## SHORT TASK
Copy all the material that follows, keeping every character the same.

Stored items

-- Begin --

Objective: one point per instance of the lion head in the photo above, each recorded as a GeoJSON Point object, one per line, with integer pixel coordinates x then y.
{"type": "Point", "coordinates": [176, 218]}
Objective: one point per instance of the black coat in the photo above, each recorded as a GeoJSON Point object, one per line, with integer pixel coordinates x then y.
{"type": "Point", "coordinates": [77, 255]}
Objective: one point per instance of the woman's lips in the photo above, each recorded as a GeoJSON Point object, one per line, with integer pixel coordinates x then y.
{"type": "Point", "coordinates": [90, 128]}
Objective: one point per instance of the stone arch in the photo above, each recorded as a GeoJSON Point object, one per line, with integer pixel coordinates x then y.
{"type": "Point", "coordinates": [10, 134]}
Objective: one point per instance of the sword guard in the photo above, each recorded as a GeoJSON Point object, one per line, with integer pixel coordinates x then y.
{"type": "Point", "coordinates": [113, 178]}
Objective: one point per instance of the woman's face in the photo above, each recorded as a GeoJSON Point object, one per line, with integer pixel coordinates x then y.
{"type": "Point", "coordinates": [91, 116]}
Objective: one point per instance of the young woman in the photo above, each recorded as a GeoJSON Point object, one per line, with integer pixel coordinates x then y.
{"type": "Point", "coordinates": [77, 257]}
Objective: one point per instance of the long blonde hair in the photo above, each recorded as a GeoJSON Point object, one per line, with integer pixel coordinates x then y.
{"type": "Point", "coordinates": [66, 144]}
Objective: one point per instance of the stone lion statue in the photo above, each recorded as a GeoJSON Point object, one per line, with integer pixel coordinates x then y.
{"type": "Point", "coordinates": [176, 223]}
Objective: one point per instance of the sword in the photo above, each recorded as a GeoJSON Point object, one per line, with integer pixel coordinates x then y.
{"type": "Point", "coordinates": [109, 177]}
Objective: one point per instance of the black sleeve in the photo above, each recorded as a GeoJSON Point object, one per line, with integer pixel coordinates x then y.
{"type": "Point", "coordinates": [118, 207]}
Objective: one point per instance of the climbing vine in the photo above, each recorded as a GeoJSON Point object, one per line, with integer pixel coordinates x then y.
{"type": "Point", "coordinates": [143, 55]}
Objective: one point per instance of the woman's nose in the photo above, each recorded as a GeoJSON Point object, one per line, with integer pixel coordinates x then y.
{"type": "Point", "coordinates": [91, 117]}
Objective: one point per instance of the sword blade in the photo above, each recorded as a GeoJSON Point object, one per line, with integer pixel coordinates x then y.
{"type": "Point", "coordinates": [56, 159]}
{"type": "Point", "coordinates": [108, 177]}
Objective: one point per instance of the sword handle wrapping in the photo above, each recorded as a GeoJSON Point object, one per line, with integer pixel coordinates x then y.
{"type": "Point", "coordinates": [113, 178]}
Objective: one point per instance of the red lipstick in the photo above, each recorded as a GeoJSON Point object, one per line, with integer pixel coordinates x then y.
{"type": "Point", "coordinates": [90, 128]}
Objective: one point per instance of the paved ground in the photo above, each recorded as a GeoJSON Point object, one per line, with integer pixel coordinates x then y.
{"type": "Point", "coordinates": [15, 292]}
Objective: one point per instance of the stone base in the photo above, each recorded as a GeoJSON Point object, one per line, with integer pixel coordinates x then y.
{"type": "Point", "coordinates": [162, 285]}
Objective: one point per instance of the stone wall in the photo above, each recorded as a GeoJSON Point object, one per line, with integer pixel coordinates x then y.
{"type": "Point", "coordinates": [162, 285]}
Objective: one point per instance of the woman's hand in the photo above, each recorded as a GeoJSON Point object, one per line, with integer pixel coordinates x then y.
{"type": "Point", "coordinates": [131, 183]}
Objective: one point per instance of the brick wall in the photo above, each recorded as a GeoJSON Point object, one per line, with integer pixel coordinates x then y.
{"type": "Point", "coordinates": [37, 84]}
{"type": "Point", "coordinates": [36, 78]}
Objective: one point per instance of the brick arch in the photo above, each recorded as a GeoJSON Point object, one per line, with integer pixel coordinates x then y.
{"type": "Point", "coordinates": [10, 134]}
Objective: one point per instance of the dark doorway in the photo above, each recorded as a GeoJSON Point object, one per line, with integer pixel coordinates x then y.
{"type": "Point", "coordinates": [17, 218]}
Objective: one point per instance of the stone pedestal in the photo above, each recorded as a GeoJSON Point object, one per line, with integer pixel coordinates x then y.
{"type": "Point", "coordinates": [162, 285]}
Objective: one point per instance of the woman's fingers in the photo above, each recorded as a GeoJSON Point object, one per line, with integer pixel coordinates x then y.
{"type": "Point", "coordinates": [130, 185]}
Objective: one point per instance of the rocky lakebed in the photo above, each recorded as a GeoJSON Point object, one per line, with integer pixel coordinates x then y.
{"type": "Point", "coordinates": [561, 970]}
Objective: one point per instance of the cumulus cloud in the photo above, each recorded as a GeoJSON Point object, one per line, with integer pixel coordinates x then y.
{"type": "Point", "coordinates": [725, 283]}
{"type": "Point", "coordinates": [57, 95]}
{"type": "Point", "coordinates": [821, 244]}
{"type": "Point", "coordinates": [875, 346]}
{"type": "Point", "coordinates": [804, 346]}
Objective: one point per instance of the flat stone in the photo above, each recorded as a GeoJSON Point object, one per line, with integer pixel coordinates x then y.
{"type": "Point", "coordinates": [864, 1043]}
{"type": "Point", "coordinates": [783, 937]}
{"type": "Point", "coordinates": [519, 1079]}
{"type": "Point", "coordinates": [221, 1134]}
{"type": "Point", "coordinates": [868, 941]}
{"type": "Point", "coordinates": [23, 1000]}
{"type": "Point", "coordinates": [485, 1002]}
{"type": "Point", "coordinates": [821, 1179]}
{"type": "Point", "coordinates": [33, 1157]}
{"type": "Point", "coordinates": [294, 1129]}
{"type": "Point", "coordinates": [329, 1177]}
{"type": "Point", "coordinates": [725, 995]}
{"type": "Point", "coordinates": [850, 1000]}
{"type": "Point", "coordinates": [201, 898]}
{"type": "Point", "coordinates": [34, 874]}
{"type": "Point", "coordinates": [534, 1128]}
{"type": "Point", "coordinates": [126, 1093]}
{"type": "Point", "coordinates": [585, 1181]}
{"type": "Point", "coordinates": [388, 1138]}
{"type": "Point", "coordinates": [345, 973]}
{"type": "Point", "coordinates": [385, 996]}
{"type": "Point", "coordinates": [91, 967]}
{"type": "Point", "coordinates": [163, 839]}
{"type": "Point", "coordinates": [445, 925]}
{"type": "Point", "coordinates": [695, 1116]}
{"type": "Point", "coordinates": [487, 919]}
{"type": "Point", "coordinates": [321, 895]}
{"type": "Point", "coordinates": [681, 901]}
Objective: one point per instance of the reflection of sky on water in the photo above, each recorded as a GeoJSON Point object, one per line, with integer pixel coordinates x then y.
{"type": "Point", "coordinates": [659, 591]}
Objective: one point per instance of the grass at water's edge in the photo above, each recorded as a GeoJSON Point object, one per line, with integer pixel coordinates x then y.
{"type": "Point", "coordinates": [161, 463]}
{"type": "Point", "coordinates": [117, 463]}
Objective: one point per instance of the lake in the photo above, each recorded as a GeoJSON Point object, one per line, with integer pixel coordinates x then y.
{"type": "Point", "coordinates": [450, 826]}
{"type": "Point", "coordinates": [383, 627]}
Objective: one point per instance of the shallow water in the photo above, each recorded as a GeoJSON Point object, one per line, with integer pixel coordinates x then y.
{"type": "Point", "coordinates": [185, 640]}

-- End --

## COMPLETE OUTPUT
Objective: one point per instance of the lion head in the photo above, each recorded as a GeoJSON Point object, one per line, with integer pixel coordinates x then y.
{"type": "Point", "coordinates": [176, 218]}
Objective: one point per instance of the black coat in the photo above, each recorded as a GeoJSON Point object, one per line, with integer pixel coordinates x then y.
{"type": "Point", "coordinates": [77, 255]}
Objective: one point per instance of the woman's lips in the photo above, each recorded as a GeoJSON Point object, one per line, with integer pixel coordinates x then y.
{"type": "Point", "coordinates": [90, 128]}
Objective: one point per instance of the stone arch in the photo above, each recorded as a GeoJSON Point object, one per line, with integer pixel coordinates x then y.
{"type": "Point", "coordinates": [10, 134]}
Objective: one point per instance of the sword guard in the photo above, each recorded as a GeoJSON Point object, one per line, with integer pixel coordinates x then y.
{"type": "Point", "coordinates": [113, 178]}
Objective: one point per instance of the woman's face in the photo above, each recorded as a GeoJSON Point object, one per line, with integer pixel coordinates x then y.
{"type": "Point", "coordinates": [91, 116]}
Objective: one point per instance of the young woman in the photo above, each recorded as a GeoJSON Point object, one per line, with integer pixel coordinates x then y.
{"type": "Point", "coordinates": [77, 257]}
Objective: one point per instance of the long blonde hair in the photo above, each recorded as a GeoJSON Point object, one per line, with integer pixel coordinates x then y.
{"type": "Point", "coordinates": [66, 144]}
Objective: one point per instance of the stone lion statue in the photo above, each recorded as a GeoJSON Point object, one per line, with integer pixel coordinates x then y.
{"type": "Point", "coordinates": [176, 223]}
Objective: one point per instance of the sword in the photo above, each recorded as a GeoJSON Point object, one per line, with integer pixel coordinates x then y.
{"type": "Point", "coordinates": [109, 177]}
Objective: one point per instance of the black sleeve in the photo above, each recorded as a GeoJSON Point object, one per line, with integer pixel coordinates x then y.
{"type": "Point", "coordinates": [118, 207]}
Objective: one point per instance of the climbing vine in the photo above, each recorded as a GeoJSON Point object, one per line, with integer pixel coordinates x then y.
{"type": "Point", "coordinates": [143, 55]}
Objective: one point per instance of the woman's nose in the photo above, each recorded as a GeoJSON Point object, one per line, with integer pixel coordinates x then y.
{"type": "Point", "coordinates": [91, 117]}
Objective: one point per instance of the sword blade in the photo above, each recorded as a GeoJSON Point object, one per line, with integer pixel coordinates x then y.
{"type": "Point", "coordinates": [56, 159]}
{"type": "Point", "coordinates": [108, 177]}
Objective: one point per instance of the sword handle wrapping in the photo above, each recorded as a GeoJSON Point object, one per line, with integer pixel coordinates x then y.
{"type": "Point", "coordinates": [113, 178]}
Objective: one point per instance of the red lipstick in the photo above, each recorded as a GeoJSON Point object, one per line, with integer pixel coordinates x then y.
{"type": "Point", "coordinates": [90, 128]}
Objective: one point per instance of the paved ground in the photo above, each recorded as a GeoJSON Point object, one per line, with integer pixel coordinates x then y.
{"type": "Point", "coordinates": [15, 292]}
Objective: one point per instance of the stone base in the photo above, each recorded as a GeoJSON Point object, one per line, with integer pixel coordinates x then y.
{"type": "Point", "coordinates": [162, 285]}
Objective: one point per instance of the stone wall in the photo above, each recorded as a GeoJSON Point object, one per line, with integer pixel coordinates x then y.
{"type": "Point", "coordinates": [162, 285]}
Objective: one point per instance of the woman's hand in the photo above, each recorded as a GeoJSON Point object, one per line, with integer pixel coordinates x then y.
{"type": "Point", "coordinates": [131, 183]}
Objective: one point per instance of the brick wall in the photo above, each recorded as a GeoJSON Point object, one per line, with integer pixel coordinates x then y.
{"type": "Point", "coordinates": [37, 84]}
{"type": "Point", "coordinates": [36, 78]}
Objective: one point per instance of the brick arch in the photo above, each recorded as a GeoJSON Point object, one per line, with integer pixel coordinates x then y.
{"type": "Point", "coordinates": [10, 134]}
Objective: one point per instance of the dark doorway in the photo above, each recorded as a GeoJSON Point object, one per line, with integer pixel coordinates x then y.
{"type": "Point", "coordinates": [17, 218]}
Objective: one point per instance of the stone pedestal in the photo above, each recorded as a GeoJSON Point object, one per line, with integer pixel coordinates x then y.
{"type": "Point", "coordinates": [162, 285]}
Objective: one point per instance of the woman's fingers in the photo above, each recorded as a GeoJSON Point object, one per line, with integer pixel coordinates x then y.
{"type": "Point", "coordinates": [130, 185]}
Objective: one point per instance of the rocky lakebed in the photo above, each recorded as a GeoJSON Point object, one per line, with integer pixel coordinates x then y.
{"type": "Point", "coordinates": [561, 970]}
Objective: one point per instance of the cumulus cloud in the photo above, each recorded as a GeoJSON Point object, one per line, with integer pixel coordinates x then y.
{"type": "Point", "coordinates": [725, 283]}
{"type": "Point", "coordinates": [57, 95]}
{"type": "Point", "coordinates": [821, 244]}
{"type": "Point", "coordinates": [875, 346]}
{"type": "Point", "coordinates": [804, 346]}
Objective: one point per instance of the flat stone in the photo above, each recorded as a GeoJSON Point object, one per line, with integer pixel coordinates x then y.
{"type": "Point", "coordinates": [864, 1043]}
{"type": "Point", "coordinates": [783, 937]}
{"type": "Point", "coordinates": [519, 1079]}
{"type": "Point", "coordinates": [221, 1134]}
{"type": "Point", "coordinates": [868, 941]}
{"type": "Point", "coordinates": [23, 1000]}
{"type": "Point", "coordinates": [485, 1002]}
{"type": "Point", "coordinates": [821, 1179]}
{"type": "Point", "coordinates": [33, 1157]}
{"type": "Point", "coordinates": [294, 1129]}
{"type": "Point", "coordinates": [329, 1177]}
{"type": "Point", "coordinates": [725, 995]}
{"type": "Point", "coordinates": [850, 1000]}
{"type": "Point", "coordinates": [201, 898]}
{"type": "Point", "coordinates": [34, 874]}
{"type": "Point", "coordinates": [534, 1128]}
{"type": "Point", "coordinates": [126, 1093]}
{"type": "Point", "coordinates": [585, 1181]}
{"type": "Point", "coordinates": [388, 1138]}
{"type": "Point", "coordinates": [345, 973]}
{"type": "Point", "coordinates": [385, 996]}
{"type": "Point", "coordinates": [91, 967]}
{"type": "Point", "coordinates": [163, 839]}
{"type": "Point", "coordinates": [445, 925]}
{"type": "Point", "coordinates": [695, 1116]}
{"type": "Point", "coordinates": [487, 919]}
{"type": "Point", "coordinates": [321, 895]}
{"type": "Point", "coordinates": [681, 901]}
Objective: one point per instance of the reflection of sky on water in the photo above, each recorded as a GeoJSON Point object, one per line, with integer pixel coordinates x then y.
{"type": "Point", "coordinates": [659, 591]}
Objective: one point per instance of the grass at water's edge in the photo above, each recorded as a GeoJSON Point object, one per line, with integer pixel coordinates x then y.
{"type": "Point", "coordinates": [161, 463]}
{"type": "Point", "coordinates": [117, 463]}
Objective: one point per instance of the lake in the photo above, each recorded as a GeoJSON Point object, one per line, with integer pixel coordinates x then y.
{"type": "Point", "coordinates": [450, 826]}
{"type": "Point", "coordinates": [383, 627]}
Objective: one point per instance of the shallow water in the photo above, each recorded as a GeoJSON Point object, one per line, with integer pixel coordinates x then y.
{"type": "Point", "coordinates": [185, 640]}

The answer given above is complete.